#### Task details
Please output the entries below from the line that contains "# point: player in blue" through the final line, reproduced exactly and alone.

#### The input
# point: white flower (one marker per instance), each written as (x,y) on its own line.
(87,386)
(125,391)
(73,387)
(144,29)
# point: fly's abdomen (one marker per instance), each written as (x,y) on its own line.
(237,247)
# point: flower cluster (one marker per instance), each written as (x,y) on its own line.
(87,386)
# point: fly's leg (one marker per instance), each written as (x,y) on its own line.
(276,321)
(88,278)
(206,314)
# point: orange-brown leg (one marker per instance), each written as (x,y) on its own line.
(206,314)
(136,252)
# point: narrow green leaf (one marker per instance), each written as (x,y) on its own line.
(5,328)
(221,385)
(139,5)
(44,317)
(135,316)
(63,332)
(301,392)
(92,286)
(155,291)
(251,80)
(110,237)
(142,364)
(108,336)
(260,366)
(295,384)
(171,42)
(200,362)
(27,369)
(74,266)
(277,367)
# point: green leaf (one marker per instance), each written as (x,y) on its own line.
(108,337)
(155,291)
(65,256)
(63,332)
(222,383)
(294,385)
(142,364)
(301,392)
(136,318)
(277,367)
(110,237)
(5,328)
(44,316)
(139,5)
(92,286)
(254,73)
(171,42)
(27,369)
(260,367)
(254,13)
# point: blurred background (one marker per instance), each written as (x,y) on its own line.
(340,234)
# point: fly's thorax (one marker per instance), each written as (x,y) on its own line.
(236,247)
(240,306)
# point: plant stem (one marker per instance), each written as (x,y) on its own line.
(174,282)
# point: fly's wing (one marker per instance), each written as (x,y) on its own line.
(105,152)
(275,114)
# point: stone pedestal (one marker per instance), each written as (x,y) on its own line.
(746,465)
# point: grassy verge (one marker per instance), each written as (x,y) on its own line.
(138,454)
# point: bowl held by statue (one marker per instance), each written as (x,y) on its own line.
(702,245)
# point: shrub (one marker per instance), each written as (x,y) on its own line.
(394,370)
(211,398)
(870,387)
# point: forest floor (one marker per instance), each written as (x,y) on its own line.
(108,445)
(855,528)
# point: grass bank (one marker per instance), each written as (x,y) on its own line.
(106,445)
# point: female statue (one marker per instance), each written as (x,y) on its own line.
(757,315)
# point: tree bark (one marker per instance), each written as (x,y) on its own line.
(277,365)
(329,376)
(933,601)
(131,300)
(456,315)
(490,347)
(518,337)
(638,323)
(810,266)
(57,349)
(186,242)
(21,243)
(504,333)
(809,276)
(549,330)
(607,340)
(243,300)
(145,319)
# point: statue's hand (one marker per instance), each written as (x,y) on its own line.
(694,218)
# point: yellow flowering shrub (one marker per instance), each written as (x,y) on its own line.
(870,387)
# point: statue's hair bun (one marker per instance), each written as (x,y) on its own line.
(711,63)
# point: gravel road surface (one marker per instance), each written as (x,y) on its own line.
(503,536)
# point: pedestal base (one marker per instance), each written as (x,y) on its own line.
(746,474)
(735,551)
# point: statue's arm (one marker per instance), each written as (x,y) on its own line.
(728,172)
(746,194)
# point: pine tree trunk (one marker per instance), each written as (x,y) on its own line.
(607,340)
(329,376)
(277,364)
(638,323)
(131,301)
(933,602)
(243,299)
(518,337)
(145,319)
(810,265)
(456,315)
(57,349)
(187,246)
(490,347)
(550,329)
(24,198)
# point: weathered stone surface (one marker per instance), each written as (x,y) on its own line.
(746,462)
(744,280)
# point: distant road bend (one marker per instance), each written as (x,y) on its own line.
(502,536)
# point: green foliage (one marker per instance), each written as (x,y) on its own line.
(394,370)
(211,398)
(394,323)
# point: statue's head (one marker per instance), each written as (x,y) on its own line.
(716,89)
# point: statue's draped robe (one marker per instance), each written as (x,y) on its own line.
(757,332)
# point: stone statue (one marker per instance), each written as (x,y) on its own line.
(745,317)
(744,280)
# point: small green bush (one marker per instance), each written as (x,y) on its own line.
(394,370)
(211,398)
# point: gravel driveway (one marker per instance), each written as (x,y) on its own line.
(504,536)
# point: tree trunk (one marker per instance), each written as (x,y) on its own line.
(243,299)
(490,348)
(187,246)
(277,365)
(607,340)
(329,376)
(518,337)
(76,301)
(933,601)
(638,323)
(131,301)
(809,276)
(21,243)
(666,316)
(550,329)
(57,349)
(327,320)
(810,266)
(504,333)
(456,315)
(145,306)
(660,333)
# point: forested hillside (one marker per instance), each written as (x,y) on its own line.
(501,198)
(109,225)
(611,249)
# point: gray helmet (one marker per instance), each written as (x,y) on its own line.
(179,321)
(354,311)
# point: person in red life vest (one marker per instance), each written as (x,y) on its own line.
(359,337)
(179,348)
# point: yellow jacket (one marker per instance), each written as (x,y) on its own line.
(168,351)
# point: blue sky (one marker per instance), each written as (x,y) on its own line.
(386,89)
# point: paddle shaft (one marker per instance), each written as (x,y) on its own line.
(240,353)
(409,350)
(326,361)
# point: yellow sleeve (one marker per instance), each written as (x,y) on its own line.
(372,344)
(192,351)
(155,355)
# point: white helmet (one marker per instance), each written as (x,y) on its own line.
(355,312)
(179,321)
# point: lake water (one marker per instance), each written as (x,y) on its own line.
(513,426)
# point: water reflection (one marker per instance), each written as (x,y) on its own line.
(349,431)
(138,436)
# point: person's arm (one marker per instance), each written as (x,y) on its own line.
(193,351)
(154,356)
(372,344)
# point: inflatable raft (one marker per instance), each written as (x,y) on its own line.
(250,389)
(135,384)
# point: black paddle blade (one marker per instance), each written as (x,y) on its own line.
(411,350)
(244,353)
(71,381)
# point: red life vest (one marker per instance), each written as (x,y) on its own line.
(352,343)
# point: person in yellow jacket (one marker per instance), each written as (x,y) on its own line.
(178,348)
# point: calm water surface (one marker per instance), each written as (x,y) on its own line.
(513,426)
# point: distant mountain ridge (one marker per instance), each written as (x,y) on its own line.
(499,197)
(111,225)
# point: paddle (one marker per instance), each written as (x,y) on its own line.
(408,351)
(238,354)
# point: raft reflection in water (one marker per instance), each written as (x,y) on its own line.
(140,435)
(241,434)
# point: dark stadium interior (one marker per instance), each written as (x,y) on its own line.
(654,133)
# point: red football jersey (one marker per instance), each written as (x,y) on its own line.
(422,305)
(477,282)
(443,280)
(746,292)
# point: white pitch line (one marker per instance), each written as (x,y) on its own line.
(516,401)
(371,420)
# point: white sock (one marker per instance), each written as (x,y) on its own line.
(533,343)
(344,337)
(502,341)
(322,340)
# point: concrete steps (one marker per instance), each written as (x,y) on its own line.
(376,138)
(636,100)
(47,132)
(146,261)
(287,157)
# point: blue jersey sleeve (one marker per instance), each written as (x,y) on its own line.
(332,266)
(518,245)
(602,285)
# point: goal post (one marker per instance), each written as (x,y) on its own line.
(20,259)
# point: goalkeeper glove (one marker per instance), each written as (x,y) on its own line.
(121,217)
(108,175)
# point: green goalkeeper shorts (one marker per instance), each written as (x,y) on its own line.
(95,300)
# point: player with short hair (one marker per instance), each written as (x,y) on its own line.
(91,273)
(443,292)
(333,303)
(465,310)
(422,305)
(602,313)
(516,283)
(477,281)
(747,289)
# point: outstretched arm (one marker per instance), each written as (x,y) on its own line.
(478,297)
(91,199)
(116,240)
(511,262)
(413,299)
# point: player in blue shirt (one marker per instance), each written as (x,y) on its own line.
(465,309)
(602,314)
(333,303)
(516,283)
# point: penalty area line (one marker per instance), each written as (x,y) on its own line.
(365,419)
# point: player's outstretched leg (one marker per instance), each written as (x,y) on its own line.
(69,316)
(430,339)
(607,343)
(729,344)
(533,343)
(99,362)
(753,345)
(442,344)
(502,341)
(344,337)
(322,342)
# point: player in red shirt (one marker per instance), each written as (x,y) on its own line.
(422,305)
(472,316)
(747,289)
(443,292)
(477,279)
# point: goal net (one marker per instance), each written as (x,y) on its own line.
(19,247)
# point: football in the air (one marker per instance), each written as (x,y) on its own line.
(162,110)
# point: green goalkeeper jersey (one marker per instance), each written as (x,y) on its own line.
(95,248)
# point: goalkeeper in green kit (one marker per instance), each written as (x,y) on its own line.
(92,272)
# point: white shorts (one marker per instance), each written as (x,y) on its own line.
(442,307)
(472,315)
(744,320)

#### Task solution
# point: player in blue shirt (one marker per instance), each written as (x,y) on its own line.
(465,309)
(602,314)
(333,303)
(516,283)
# point: penalty area line (one marker per instance), each written as (x,y) on its own line.
(365,419)
# point: player's outstretched leg (one marker per instance), each written as (x,y) on its own line.
(69,316)
(430,339)
(607,343)
(729,344)
(533,343)
(99,362)
(753,345)
(442,344)
(502,341)
(344,337)
(322,342)
# point: player in red shirt (one marker per instance), each written as (x,y) on its own line.
(422,305)
(472,316)
(747,289)
(443,292)
(477,279)
# point: goal net (one marker per instance), each written as (x,y) on its own line.
(19,247)
# point: football in the air (one marker per instance), each written as (x,y) on its own line.
(162,110)
# point: green goalkeeper jersey (one marker per instance), each written as (x,y) on its own line.
(95,248)
# point: goalkeeper in green kit (one marker per instance), each written as (x,y) on its own line.
(92,272)
# point: white shorts (one marker per instance), each written as (x,y) on its own line.
(442,307)
(472,315)
(744,320)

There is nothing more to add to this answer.